[[ Exercise passage, beginning ]]

A self-contained export of the neural microkernel: an operating-system-style kernel wrapped around a real Mixture-of-Experts language model that treats the model as an untrusted proposer behind a trusted, deterministic disposer. One sentence:
The learned component proposes; a thin, general, trusted kernel disposes. And the load-bearing corollary: validation is a syscall — whether a generated primitive is correct, or a claimed fact is grounded, cannot be adjudicated by the same weights that produced it. It requires an independent, deterministic authority outside the model.
This bundle contains everything needed to build the kernel from scratch and run it, with two reproduction tiers: a CPU tier that runs from this zip alone (no model, no GPU, no network), and a live-model tier that reproduces the bit-exact forward-pass results on Apple Silicon.

[[ Exercise passage, end ]]
[[ Exercise data, beginning ]]

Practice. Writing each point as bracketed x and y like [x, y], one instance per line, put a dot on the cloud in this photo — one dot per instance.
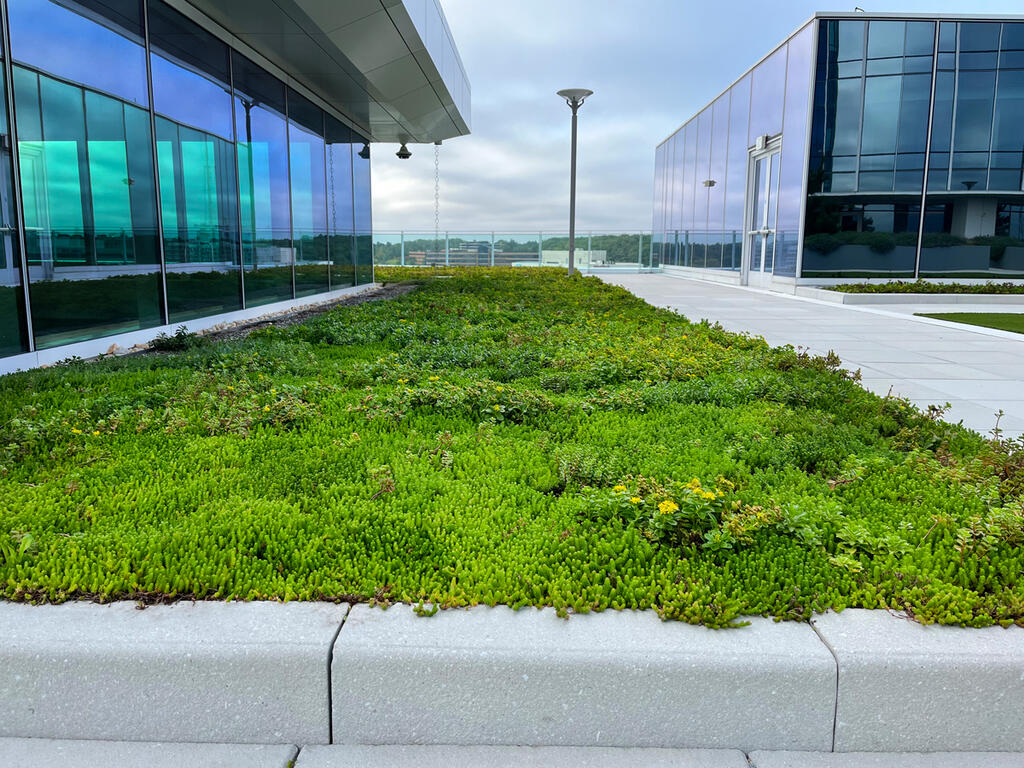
[652, 64]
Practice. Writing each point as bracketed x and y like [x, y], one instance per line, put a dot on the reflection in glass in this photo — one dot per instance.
[263, 183]
[308, 195]
[794, 141]
[196, 166]
[190, 73]
[13, 336]
[339, 203]
[361, 216]
[89, 211]
[94, 44]
[199, 203]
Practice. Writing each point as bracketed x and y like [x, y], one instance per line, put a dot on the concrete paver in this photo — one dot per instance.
[886, 760]
[978, 371]
[515, 757]
[49, 753]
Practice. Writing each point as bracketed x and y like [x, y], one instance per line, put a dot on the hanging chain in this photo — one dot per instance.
[334, 201]
[437, 193]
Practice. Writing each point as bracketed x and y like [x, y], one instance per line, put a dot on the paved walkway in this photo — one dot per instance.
[978, 371]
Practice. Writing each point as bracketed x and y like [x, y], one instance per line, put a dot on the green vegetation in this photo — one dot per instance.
[503, 436]
[1003, 321]
[922, 286]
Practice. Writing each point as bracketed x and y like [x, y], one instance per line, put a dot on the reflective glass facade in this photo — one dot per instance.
[704, 171]
[162, 175]
[914, 158]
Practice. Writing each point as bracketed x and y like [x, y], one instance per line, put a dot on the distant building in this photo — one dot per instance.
[811, 167]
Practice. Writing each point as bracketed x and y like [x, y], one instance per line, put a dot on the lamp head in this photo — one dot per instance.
[574, 96]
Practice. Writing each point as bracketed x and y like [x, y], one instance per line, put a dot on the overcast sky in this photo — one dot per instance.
[651, 65]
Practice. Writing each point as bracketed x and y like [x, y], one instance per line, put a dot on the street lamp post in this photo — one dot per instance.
[574, 98]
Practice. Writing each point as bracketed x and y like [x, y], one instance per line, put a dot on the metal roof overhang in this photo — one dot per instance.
[366, 58]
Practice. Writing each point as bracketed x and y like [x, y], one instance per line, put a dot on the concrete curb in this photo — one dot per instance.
[246, 673]
[494, 676]
[839, 297]
[258, 673]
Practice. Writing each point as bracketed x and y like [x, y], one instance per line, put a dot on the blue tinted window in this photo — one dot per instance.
[973, 122]
[263, 183]
[1013, 37]
[947, 36]
[339, 202]
[739, 108]
[885, 67]
[913, 113]
[64, 40]
[881, 115]
[976, 36]
[767, 96]
[886, 39]
[308, 176]
[13, 337]
[918, 64]
[363, 205]
[920, 38]
[851, 40]
[190, 75]
[1009, 127]
[89, 209]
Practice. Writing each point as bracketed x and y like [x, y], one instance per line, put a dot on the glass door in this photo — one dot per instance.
[761, 232]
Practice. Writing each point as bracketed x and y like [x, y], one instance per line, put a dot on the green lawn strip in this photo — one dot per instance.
[1003, 321]
[922, 286]
[502, 436]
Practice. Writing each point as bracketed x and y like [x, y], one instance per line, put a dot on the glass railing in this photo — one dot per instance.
[595, 251]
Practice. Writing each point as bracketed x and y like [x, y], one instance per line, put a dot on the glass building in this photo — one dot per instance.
[863, 146]
[170, 162]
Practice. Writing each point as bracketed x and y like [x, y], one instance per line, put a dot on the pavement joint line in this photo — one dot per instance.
[484, 653]
[993, 332]
[330, 662]
[836, 657]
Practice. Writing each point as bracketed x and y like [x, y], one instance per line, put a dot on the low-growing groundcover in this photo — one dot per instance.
[503, 436]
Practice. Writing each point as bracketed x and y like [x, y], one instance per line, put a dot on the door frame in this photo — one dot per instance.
[765, 147]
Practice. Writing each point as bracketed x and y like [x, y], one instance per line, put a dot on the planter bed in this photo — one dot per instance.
[507, 437]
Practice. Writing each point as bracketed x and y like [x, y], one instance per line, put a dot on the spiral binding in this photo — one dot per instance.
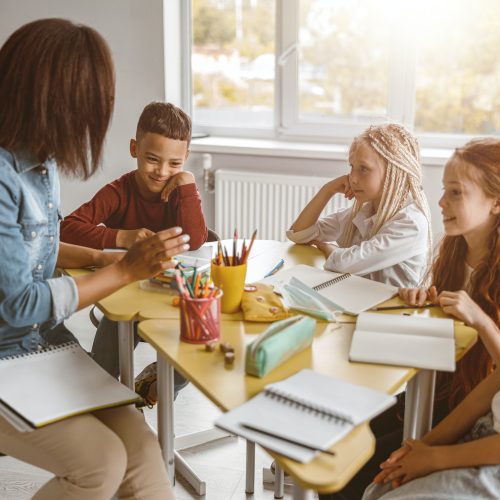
[304, 405]
[333, 281]
[67, 346]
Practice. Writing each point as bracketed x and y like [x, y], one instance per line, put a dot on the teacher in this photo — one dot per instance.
[57, 90]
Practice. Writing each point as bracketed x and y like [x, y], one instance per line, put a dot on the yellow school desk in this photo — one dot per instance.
[228, 388]
[132, 303]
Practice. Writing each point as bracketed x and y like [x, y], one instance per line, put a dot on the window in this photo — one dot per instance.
[232, 62]
[328, 68]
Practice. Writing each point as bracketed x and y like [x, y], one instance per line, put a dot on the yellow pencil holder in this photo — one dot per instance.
[231, 280]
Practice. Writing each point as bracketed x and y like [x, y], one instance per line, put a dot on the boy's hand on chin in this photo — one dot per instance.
[176, 180]
[326, 248]
[125, 238]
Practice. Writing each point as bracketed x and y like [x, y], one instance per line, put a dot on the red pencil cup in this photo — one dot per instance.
[200, 319]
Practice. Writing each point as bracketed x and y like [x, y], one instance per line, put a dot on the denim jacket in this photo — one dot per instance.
[31, 300]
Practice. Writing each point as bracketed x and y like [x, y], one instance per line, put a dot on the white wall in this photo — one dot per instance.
[308, 167]
[134, 31]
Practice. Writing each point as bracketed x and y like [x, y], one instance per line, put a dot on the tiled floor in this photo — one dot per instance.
[221, 464]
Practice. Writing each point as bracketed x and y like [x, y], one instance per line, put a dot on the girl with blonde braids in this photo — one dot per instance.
[460, 457]
[385, 235]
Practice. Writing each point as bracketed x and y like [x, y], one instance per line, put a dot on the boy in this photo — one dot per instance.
[158, 195]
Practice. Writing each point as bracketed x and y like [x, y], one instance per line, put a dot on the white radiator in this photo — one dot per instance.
[266, 202]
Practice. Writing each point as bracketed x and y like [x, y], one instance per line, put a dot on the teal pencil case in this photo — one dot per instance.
[282, 340]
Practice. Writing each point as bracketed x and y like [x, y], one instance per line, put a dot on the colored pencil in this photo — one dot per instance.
[251, 244]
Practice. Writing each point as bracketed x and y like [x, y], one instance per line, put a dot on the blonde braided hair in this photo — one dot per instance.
[403, 177]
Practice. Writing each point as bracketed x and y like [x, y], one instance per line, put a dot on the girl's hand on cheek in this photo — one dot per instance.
[420, 461]
[413, 296]
[340, 185]
[326, 248]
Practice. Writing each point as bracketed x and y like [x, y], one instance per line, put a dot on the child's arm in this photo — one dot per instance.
[460, 305]
[398, 240]
[423, 459]
[184, 198]
[82, 226]
[438, 442]
[313, 209]
[74, 256]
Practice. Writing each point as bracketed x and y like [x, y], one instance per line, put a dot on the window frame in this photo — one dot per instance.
[287, 124]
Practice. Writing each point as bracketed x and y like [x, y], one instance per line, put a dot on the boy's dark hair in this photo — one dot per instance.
[165, 119]
[57, 89]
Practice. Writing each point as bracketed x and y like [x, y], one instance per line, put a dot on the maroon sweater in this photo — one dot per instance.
[119, 205]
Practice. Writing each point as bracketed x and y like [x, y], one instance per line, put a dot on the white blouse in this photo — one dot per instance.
[495, 409]
[396, 255]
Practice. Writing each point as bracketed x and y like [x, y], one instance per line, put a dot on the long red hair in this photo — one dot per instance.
[481, 162]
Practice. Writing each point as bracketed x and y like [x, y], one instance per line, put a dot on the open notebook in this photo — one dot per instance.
[306, 410]
[340, 292]
[413, 341]
[46, 386]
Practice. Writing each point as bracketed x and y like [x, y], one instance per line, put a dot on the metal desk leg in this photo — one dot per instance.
[165, 386]
[172, 459]
[279, 481]
[299, 493]
[250, 467]
[419, 404]
[126, 352]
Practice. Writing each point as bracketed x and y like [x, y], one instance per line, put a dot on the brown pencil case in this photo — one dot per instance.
[260, 303]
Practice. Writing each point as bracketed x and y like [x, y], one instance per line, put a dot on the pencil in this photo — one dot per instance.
[243, 252]
[197, 286]
[404, 306]
[235, 257]
[227, 262]
[251, 244]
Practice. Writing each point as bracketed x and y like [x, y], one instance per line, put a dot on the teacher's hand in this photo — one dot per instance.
[152, 255]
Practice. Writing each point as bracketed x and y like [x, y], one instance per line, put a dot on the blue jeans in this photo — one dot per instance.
[105, 351]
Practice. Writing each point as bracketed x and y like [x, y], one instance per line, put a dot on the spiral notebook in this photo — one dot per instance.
[304, 414]
[46, 386]
[340, 292]
[413, 341]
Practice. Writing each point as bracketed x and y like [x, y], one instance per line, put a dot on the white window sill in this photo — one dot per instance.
[318, 151]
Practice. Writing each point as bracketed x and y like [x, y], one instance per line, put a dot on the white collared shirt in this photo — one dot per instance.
[397, 254]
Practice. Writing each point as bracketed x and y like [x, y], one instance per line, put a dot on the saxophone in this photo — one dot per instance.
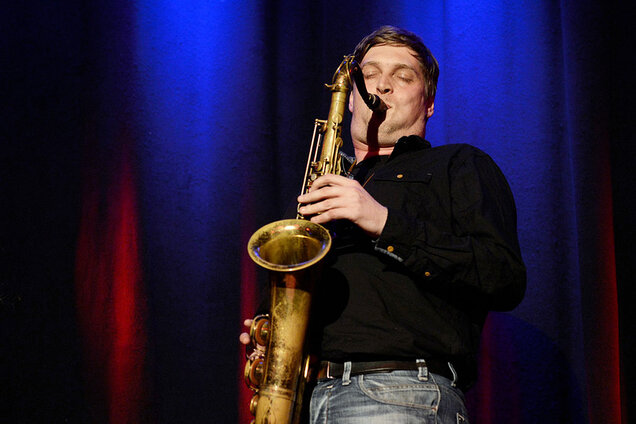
[278, 366]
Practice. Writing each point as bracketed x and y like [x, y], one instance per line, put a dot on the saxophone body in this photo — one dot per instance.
[292, 250]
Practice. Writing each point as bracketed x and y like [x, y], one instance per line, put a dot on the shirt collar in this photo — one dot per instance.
[409, 143]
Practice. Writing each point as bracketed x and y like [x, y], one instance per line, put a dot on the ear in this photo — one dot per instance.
[430, 109]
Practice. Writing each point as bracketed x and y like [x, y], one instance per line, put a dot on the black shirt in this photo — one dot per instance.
[447, 255]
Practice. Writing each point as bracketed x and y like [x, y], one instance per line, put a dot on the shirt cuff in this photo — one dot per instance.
[398, 236]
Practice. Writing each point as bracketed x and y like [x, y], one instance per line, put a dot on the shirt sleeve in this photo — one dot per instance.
[471, 247]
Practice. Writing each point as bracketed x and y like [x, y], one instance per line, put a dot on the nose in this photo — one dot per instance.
[384, 85]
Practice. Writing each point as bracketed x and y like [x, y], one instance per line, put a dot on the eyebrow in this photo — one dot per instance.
[395, 67]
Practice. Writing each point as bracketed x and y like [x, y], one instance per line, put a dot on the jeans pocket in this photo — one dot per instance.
[401, 389]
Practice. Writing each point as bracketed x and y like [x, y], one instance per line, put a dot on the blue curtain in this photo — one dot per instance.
[203, 110]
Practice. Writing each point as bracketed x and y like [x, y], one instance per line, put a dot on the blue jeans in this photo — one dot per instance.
[398, 397]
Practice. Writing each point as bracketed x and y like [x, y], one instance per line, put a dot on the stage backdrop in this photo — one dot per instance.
[147, 140]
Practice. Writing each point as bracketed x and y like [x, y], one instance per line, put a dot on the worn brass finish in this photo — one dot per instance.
[292, 250]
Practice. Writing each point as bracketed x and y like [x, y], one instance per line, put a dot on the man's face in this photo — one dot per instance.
[394, 74]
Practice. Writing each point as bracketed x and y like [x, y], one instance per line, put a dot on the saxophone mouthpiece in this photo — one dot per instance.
[376, 104]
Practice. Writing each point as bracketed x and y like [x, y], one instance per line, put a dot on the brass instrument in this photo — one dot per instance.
[292, 249]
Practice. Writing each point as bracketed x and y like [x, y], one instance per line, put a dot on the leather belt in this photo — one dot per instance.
[330, 370]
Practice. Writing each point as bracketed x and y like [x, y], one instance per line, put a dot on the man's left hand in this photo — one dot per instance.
[334, 197]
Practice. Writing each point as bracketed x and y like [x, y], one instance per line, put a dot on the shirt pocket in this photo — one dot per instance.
[402, 188]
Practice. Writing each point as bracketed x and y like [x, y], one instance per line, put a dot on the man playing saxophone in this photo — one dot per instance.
[428, 246]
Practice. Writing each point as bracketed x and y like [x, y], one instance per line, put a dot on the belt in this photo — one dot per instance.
[330, 370]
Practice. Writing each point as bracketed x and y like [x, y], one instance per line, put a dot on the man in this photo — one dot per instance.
[433, 247]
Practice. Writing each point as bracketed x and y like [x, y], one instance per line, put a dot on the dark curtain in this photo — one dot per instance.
[144, 142]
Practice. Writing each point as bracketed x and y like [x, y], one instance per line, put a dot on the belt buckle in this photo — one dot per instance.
[328, 370]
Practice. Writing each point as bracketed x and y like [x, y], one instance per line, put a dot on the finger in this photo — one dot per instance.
[330, 180]
[324, 193]
[245, 338]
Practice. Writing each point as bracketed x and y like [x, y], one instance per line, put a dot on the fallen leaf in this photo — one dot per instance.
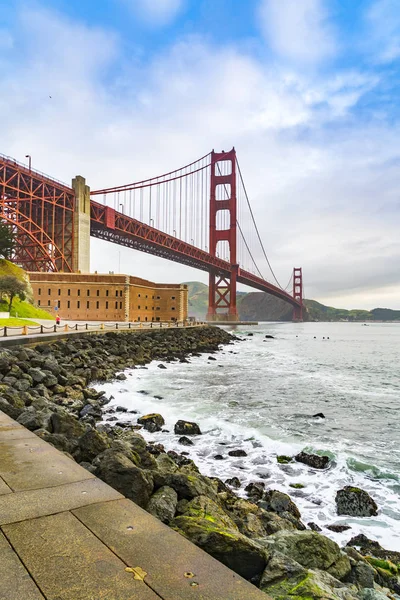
[138, 572]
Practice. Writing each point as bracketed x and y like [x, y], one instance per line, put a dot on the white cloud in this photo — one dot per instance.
[383, 36]
[298, 30]
[156, 12]
[325, 196]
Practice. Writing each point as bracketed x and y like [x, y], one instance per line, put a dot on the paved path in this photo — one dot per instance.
[66, 535]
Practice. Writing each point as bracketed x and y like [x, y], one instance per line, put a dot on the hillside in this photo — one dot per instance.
[25, 309]
[256, 306]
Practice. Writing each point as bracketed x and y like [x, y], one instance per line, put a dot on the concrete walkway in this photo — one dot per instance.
[66, 535]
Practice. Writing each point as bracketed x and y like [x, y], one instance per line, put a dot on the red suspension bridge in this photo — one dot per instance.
[199, 215]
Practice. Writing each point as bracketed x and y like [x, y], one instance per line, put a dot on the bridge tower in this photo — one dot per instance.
[298, 294]
[81, 231]
[222, 289]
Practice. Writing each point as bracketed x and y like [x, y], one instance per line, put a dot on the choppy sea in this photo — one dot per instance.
[260, 395]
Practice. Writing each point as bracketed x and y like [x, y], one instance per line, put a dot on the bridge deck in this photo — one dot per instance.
[66, 535]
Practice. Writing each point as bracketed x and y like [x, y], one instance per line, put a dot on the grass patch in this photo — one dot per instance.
[12, 322]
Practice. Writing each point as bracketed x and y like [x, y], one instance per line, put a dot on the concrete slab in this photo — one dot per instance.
[28, 464]
[69, 563]
[140, 539]
[4, 489]
[15, 581]
[31, 504]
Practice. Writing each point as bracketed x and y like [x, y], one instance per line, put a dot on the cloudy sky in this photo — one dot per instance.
[306, 90]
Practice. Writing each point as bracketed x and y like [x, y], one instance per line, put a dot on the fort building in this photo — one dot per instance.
[101, 297]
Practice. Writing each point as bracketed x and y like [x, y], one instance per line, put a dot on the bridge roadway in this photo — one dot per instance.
[66, 535]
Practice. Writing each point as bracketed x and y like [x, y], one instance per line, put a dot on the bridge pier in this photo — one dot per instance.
[81, 231]
[298, 294]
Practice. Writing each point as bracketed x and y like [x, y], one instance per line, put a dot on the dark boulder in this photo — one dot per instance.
[92, 443]
[313, 460]
[338, 528]
[152, 422]
[185, 441]
[237, 453]
[355, 502]
[163, 503]
[186, 428]
[233, 482]
[255, 490]
[122, 474]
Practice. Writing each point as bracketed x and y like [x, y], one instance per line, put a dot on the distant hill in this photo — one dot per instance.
[257, 306]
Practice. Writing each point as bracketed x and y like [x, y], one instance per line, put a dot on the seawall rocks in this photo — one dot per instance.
[47, 389]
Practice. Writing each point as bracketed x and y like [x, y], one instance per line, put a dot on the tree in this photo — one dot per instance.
[12, 286]
[7, 240]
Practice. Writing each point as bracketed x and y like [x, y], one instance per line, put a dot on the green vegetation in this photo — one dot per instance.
[386, 565]
[11, 322]
[12, 286]
[7, 240]
[24, 309]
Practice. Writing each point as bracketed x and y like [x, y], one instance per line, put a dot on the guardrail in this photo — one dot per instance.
[42, 329]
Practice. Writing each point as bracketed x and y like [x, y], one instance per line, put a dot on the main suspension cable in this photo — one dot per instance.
[255, 225]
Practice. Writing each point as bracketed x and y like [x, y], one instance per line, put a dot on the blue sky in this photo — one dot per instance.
[306, 90]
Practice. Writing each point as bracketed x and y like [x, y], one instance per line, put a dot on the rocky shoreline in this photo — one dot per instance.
[47, 389]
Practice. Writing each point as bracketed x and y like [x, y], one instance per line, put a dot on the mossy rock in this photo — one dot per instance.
[236, 551]
[387, 565]
[282, 459]
[312, 550]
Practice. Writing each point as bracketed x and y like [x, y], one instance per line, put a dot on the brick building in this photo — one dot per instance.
[98, 297]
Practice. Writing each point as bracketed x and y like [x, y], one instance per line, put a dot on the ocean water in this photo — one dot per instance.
[260, 395]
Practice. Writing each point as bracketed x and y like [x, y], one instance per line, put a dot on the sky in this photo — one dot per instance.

[[ Exercise data, end ]]

__Tasks to carry out__
- 1) In the neural microkernel overview, on what hardware does the live-model tier reproduce the bit-exact forward-pass results?
- 2) From the neural microkernel overview, return the stretch from "A self-contained export" through "outside the model.", copied word for word.

__Answers for each item__
- 1) Apple Silicon.

- 2)
A self-contained export of the neural microkernel: an operating-system-style kernel wrapped around a real Mixture-of-Experts language model that treats the model as an untrusted proposer behind a trusted, deterministic disposer. One sentence:
The learned component proposes; a thin, general, trusted kernel disposes. And the load-bearing corollary: validation is a syscall — whether a generated primitive is correct, or a claimed fact is grounded, cannot be adjudicated by the same weights that produced it. It requires an independent, deterministic authority outside the model.